• [PASSAGE FOR REVIEW]
NEW YORK – An email from baseball Commissioner Rob Manfred to union head Tony Clark led to a balk in the drawn-out talks to start the pandemic-delayed season, which now won't begin by July 19.
The executive committee of the players’ association was set to vote and reject Major League Baseball’s latest offer for a 60-game season on Sunday.
“I really believe we are fighting over an impossibility on games,” Manfred said in the email, a copy of which was obtained by The Associated Press. “The earliest we will be ready for players to report is a week from Monday, given the need to relocate teams from Florida. That leaves 66 days to play 60 games. Realistically, that is the outside of the envelope now.”
Players want 70 games and $275 million more than teams are offering. They are worried that if a resurgence of the new coronavirus causes the 2020 season to be cut short, the deal being negotiated would lock in innovations for 2021 and lessen the union’s bargaining power.
“Tony, am writing to reiterate what I told you on the phone a few minutes ago,” Manfred wrote. “Given the Covid developments, I understand that the players are concerned that the 2020 season will be truncated beyond the agreed upon number of games (for example, we agree to play 60 and can only play 40). If that were to happen, I would be prepared to eliminate the 2021 components of the deal. That would mean that we would not get the expanded playoffs in 2021 and the DH rule would revert to the current rule (DH in AL, no DH in NL).”
Players didn’t take a vote and will consider their next move Monday.
The 2020 only items in the deal include starting extra innings with runner on second and a discussion of whether to allow tie games after a specified total of innings plus player re-entry in extra innings.
Some players would prefer there not be a deal and that Manfred unilaterally order the schedule. Because players insisted on full prorated pay, he threatened a schedule of about 50 games. MLB agreed to prorated pay when Manfred met with Clark last week.

Collected data:

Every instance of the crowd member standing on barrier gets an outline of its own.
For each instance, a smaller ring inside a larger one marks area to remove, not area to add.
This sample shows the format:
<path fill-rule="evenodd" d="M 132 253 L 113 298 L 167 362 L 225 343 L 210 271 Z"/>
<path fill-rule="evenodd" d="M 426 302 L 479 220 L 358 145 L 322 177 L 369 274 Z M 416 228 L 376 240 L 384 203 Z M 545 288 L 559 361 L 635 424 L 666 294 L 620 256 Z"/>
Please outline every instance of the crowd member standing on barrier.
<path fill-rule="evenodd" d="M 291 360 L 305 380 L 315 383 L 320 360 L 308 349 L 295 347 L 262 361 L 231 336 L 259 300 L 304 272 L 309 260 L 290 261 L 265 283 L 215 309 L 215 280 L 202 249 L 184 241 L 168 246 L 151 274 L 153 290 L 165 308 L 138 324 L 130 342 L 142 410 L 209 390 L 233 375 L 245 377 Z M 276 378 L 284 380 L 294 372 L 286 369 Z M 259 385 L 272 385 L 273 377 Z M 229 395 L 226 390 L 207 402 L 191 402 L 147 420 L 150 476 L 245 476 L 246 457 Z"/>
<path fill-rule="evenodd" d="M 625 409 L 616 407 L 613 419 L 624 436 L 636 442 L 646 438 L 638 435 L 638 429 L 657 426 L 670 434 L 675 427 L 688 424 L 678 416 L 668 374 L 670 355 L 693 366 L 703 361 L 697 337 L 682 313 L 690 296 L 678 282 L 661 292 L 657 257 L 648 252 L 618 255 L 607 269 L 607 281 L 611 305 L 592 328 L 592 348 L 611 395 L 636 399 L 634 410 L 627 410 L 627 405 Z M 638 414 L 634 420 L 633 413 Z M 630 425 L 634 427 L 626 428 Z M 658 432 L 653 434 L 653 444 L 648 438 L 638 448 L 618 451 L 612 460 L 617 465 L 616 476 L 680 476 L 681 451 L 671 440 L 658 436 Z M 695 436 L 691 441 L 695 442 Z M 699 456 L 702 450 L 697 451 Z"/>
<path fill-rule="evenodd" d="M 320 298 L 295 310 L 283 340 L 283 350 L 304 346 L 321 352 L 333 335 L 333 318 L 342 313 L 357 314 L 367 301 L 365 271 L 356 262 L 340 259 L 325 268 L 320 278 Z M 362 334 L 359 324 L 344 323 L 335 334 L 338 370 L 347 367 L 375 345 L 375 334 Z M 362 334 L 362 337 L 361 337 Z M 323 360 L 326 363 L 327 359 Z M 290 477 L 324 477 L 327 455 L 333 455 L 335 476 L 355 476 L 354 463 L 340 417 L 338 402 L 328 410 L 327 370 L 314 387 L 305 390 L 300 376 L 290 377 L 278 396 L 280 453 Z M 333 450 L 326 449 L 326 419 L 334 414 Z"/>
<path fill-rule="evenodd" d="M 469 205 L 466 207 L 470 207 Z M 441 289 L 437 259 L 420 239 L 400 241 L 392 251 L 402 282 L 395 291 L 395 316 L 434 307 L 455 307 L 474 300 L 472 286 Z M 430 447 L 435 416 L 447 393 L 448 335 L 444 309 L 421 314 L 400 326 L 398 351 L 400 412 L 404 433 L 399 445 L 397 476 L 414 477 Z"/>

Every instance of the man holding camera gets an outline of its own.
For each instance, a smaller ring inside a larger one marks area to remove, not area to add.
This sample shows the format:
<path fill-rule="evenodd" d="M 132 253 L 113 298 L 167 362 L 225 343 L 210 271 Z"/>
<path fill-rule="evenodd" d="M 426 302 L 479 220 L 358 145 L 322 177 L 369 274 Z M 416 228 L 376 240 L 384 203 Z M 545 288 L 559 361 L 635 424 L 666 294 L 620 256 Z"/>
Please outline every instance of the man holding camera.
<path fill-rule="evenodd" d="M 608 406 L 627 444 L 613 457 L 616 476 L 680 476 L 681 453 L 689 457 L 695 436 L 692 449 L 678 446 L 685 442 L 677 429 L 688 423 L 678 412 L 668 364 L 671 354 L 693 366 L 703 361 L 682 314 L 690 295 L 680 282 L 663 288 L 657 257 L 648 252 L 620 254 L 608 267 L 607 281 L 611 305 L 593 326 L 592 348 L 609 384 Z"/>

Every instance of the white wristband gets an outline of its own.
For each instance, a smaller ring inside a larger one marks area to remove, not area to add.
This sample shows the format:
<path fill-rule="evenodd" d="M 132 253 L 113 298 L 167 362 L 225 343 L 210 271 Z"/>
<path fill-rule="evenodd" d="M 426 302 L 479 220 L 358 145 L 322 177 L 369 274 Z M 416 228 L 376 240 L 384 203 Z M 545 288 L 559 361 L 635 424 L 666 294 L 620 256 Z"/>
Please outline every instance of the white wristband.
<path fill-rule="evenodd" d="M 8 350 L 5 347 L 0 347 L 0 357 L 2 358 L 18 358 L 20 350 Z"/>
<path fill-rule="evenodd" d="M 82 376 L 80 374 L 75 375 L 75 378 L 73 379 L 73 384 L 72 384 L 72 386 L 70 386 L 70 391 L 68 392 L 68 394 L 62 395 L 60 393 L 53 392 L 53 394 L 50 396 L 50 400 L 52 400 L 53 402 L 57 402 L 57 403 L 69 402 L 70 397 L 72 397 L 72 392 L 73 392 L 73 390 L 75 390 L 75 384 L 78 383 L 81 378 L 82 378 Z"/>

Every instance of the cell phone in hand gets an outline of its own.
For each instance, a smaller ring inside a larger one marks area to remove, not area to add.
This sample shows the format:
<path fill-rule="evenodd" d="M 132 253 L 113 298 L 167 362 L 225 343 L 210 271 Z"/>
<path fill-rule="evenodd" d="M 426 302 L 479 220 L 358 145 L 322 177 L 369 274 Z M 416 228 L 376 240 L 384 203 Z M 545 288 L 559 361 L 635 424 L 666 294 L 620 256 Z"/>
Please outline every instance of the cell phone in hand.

• [PROMPT 1]
Answer these questions using the baseball article.
(a) How many games do the players want?
(b) According to Manfred's email, when is the earliest that players could report?
(c) What did MLB agree to when Manfred met with Clark last week?
• [PROMPT 2]
Quote the baseball article, everything from "Players want 70" down to "next move Monday.".

• [EXERCISE SOLUTION 1]
(a) 70 games.
(b) A week from Monday.
(c) Prorated pay.

• [EXERCISE SOLUTION 2]
Players want 70 games and $275 million more than teams are offering. They are worried that if a resurgence of the new coronavirus causes the 2020 season to be cut short, the deal being negotiated would lock in innovations for 2021 and lessen the union’s bargaining power.
“Tony, am writing to reiterate what I told you on the phone a few minutes ago,” Manfred wrote. “Given the Covid developments, I understand that the players are concerned that the 2020 season will be truncated beyond the agreed upon number of games (for example, we agree to play 60 and can only play 40). If that were to happen, I would be prepared to eliminate the 2021 components of the deal. That would mean that we would not get the expanded playoffs in 2021 and the DH rule would revert to the current rule (DH in AL, no DH in NL).”
Players didn’t take a vote and will consider their next move Monday.